Restate word for word the lines below, from the one containing "of book and record the pixel coordinates." through the final line, with no pictures included.
** PROVIDED RECORDS follows **
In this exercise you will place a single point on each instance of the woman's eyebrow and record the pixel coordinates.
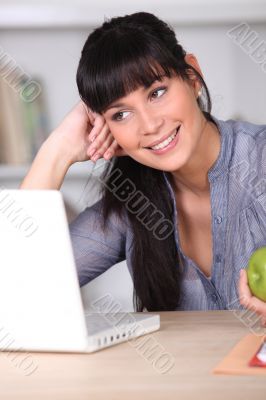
(117, 105)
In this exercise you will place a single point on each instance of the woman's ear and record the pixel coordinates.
(192, 60)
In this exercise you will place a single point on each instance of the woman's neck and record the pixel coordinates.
(192, 178)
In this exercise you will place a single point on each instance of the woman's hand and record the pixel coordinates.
(84, 134)
(102, 143)
(249, 301)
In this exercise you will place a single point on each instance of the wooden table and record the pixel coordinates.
(196, 340)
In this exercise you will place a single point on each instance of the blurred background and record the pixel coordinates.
(40, 45)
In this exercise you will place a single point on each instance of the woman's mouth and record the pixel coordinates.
(167, 144)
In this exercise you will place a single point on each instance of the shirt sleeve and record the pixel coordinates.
(96, 250)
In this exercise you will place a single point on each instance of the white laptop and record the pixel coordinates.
(41, 307)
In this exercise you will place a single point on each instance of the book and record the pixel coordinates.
(23, 121)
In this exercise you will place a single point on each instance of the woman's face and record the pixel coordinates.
(153, 115)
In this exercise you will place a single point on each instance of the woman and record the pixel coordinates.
(176, 200)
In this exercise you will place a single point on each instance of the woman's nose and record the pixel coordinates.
(150, 123)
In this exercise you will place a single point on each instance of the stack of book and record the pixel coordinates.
(23, 121)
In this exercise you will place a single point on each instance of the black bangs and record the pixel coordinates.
(119, 64)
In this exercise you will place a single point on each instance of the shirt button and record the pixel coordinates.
(218, 219)
(218, 258)
(214, 297)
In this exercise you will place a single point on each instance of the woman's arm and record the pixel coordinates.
(248, 300)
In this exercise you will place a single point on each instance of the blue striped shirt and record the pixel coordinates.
(238, 209)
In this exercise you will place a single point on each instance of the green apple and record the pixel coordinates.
(256, 272)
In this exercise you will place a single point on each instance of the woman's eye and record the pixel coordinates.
(159, 90)
(115, 117)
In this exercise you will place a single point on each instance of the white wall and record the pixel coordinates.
(237, 84)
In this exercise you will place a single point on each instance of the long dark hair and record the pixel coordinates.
(118, 57)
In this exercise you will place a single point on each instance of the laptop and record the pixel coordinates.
(41, 307)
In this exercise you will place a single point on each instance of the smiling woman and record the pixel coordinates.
(175, 203)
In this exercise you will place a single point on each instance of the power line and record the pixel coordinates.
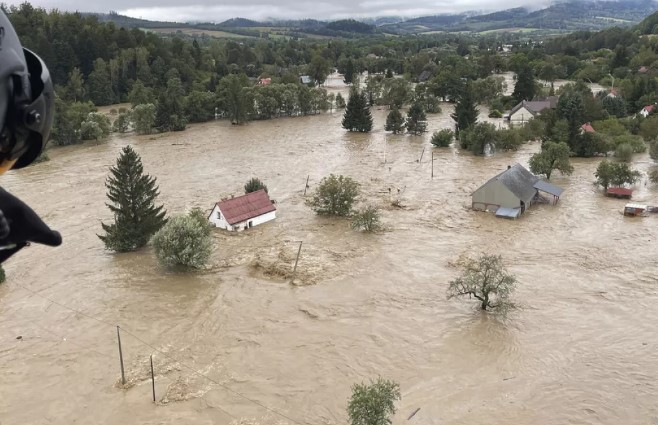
(210, 379)
(164, 354)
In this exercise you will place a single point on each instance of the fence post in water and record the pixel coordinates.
(294, 270)
(152, 379)
(123, 374)
(306, 187)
** End of PROVIDED RECORDS **
**EXERCISE RESPONSE:**
In this exercise you will place a single point on each instance of the stack of book and record the pixel coordinates.
(23, 121)
In this exercise you will place a single point on each instance of the black bangs and record the pixel coordinates.
(119, 64)
In this exercise you will place a single point on each instance of the shirt button and record the pixel coordinates.
(218, 219)
(218, 258)
(214, 297)
In this exercise you will place a single point on each instance of the woman's arm and record the pixel coordinates.
(248, 300)
In this exercise you will place a single point on each instance of the blue striped shirt and record the pixel coordinates.
(238, 209)
In this exercise you will place a single point on each instance of the green apple and record the pixel coordinates.
(256, 272)
In this exercise you will place a single point on each instance of the woman's eye and record the pixel coordinates.
(159, 90)
(115, 117)
In this exercise you will place a single point on each instance of the white wall and record the pixel coordinates.
(237, 84)
In this exercise you will place a single point on each instance of the long dark hair and record the pixel coordinates.
(118, 57)
In this exercise you will place a single point on each instance of the laptop and record the pixel coordinates.
(41, 307)
In this exercise you will place a single point on each instance of the smiling woman and record the pixel coordinates.
(175, 203)
In this exercise you will place a single point on each instance of the power line and record the pixel coordinates.
(210, 379)
(164, 354)
In this exercise you will place a single point on each instance of the fence post in water and record the pixel coordinates.
(294, 270)
(152, 379)
(123, 374)
(306, 187)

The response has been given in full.